Ihre Aufgaben »
A. Wie lange gibt es laut dem Text über das Wohnzimmer den großen Esstisch schon?
B. Nehmen Sie den Text über das Wohnzimmer wieder auf und schreiben Sie ihn nach seinem letzten Satz weiter.

Text zum Lesen »

....

Für mehr Lebendigkeit
Neuanfang
Das Wohnzimmer strahlt dank der Erdtöne und der Wand in kakaobraun viel Wärme aus. Einen persönlichen Altar entdecke ich auf einem Fensterbrett. Der stammt von Alexandra und erinnert sie an die Zeit, als sich ihr Leben in Veränderung befand und sie Fundstücke aus der Kindheit wie die Ikone, aber auch kleine Geschenke ihrer Tochter – wie das Hufeisen – liebevoll in dem Kästchen verstaute.
Der große Esstisch, der sich auch gut fürs Homeoffice eignet, kann von vielen Festen erzählen: „Den gibt es schon so lange wie wir uns kennen – seit genau 17 Jahren. Der ist vom Leben gezeichnet“, scherzt Thomas, der früher als Diplom-Handels-Lehrer gearbeitet und jetzt in der klinischen Hypnose seine Berufung gefunden hat. „Mit 16 habe ich auf der Insel Rügen meine erste Hypnose-Show erlebt. Das Thema hat sich immer wieder eingeschlichen“, so der Geschäftsführer der „lebendigMACHER“ in Stötteritz, der unter anderem eine Sängerin bei Stimmproblemen unterstützte oder auch bei Spinnenangst hilfreich eingreifen kann.

....

Vorliegende Datensätze »
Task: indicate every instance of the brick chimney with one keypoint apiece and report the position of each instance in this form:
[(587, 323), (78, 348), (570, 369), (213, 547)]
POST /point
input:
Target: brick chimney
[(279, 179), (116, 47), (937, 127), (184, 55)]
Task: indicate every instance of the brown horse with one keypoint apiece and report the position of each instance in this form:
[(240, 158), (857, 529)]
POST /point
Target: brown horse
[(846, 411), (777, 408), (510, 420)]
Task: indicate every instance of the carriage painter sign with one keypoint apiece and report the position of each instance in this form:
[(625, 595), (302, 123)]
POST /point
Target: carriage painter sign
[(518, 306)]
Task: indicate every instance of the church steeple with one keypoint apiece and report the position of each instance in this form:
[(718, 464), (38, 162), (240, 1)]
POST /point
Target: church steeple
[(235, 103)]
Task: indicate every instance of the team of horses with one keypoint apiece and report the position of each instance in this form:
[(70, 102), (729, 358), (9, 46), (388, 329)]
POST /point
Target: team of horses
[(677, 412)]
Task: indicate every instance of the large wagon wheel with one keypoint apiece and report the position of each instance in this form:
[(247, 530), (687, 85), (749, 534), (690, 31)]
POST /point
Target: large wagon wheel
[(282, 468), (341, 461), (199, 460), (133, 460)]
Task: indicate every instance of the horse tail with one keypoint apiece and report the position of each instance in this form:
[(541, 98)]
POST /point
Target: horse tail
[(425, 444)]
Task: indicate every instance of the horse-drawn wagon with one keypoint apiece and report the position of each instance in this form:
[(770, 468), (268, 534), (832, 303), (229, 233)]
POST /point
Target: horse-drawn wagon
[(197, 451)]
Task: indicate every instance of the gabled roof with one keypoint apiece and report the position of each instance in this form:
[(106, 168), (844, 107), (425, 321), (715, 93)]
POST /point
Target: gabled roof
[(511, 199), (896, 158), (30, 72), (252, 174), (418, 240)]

....

Gelöste Aufgaben »
A. Seit genau 17 Jahren.

B.
DIY-Lampen by Thomas
Ein kleiner „Zauberer“ ist der Mann mit dem Bart auch in Sachen Raum-Ausstattung. Passende Lampen zu finden, gestaltet sich meist schwierig. Man rennt durch Einrichtungshäuser, Baumärkte und am Ende wird gebastelt. Das Ergebnis kann sich im Hillerschen Wohnzimmer sehen lassen: Deko-Körbe wurden zweckentfremdet und Thomas schuf ein Unikat an Erleuchtung. Und im gelb angehauchten Badezimmer geht morgens für alle drei die Sonne auf, und die Insel Sylt grüßt von einem selbstgemalten Acrylbild über der Wanne.